— BEGIN —
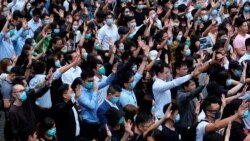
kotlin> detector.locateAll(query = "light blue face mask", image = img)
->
[85,33,91,40]
[226,79,233,87]
[175,114,181,123]
[201,15,208,22]
[111,97,119,105]
[25,86,30,93]
[44,20,49,25]
[130,81,136,90]
[176,35,182,41]
[185,49,191,56]
[234,70,242,78]
[55,60,61,68]
[107,19,113,26]
[21,30,29,37]
[54,28,60,34]
[226,1,231,7]
[85,82,94,90]
[137,4,143,10]
[211,9,218,16]
[243,110,249,119]
[19,91,27,102]
[47,128,56,137]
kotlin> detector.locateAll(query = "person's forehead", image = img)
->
[210,103,220,110]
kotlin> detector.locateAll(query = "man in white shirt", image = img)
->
[28,8,42,38]
[62,51,82,86]
[98,13,120,51]
[152,64,198,118]
[196,97,247,141]
[239,38,250,63]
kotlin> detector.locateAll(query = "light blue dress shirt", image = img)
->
[78,75,114,123]
[119,73,142,107]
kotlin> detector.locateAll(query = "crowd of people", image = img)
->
[0,0,250,141]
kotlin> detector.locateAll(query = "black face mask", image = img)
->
[230,12,237,18]
[214,111,221,119]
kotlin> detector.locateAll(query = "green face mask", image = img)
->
[98,66,106,75]
[9,29,15,36]
[85,82,93,90]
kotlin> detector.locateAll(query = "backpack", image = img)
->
[184,119,208,141]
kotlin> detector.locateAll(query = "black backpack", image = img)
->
[184,119,208,141]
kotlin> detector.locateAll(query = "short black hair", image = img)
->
[201,96,221,113]
[32,8,42,16]
[163,103,178,114]
[135,112,153,126]
[81,68,95,80]
[64,51,76,63]
[32,61,46,74]
[107,85,121,94]
[10,66,24,76]
[57,84,69,99]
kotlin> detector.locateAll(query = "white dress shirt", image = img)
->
[62,66,82,86]
[28,18,42,38]
[153,75,191,118]
[94,75,109,107]
[98,24,120,51]
[29,74,52,109]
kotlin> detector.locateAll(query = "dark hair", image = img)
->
[32,61,46,74]
[64,51,76,63]
[135,112,153,126]
[147,129,166,141]
[10,66,24,76]
[71,77,82,91]
[105,107,122,127]
[122,104,138,122]
[106,12,114,18]
[154,63,169,75]
[163,103,178,113]
[139,95,153,114]
[201,96,221,113]
[119,71,134,87]
[107,85,121,94]
[81,69,95,80]
[57,84,69,99]
[32,8,42,16]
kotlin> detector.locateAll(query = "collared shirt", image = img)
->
[0,32,15,61]
[29,74,52,108]
[78,75,114,123]
[28,18,42,38]
[62,66,82,85]
[98,24,120,50]
[94,75,109,106]
[71,97,80,137]
[152,75,191,118]
[119,73,142,107]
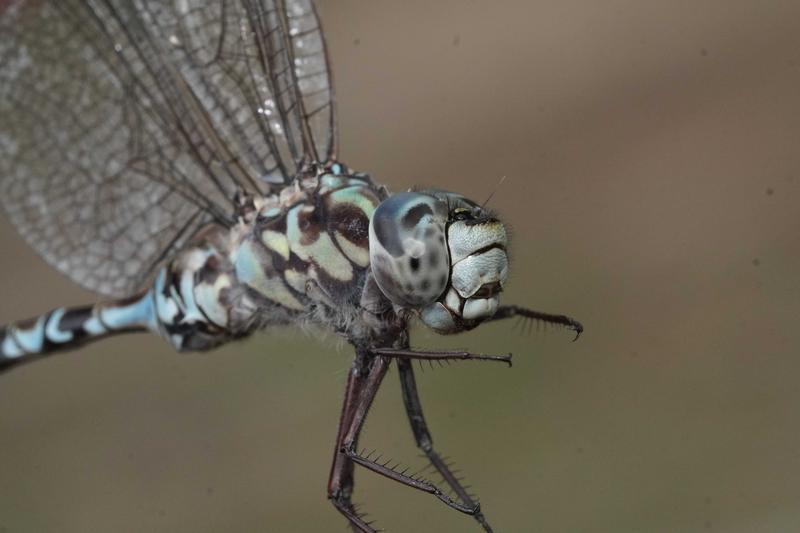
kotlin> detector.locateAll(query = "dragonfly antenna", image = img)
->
[481,175,506,209]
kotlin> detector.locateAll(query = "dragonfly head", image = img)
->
[369,190,508,333]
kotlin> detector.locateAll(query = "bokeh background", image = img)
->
[0,0,800,532]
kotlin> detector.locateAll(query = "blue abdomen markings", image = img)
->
[0,295,154,370]
[0,174,381,370]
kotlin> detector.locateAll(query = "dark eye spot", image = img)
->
[403,204,433,229]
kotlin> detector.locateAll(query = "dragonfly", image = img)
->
[0,0,583,533]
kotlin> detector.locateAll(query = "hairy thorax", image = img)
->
[152,174,385,350]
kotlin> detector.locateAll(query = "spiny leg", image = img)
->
[489,305,583,341]
[340,355,478,516]
[372,348,511,366]
[397,358,492,533]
— END —
Identify each line of the listing above that contains the string "light" and copy it out in full. Case counts.

kotlin> detector.locateAll(query = "light blue face mask", image = img)
kotlin> detector.locateAll(query = "light blue dress shirt", image = img)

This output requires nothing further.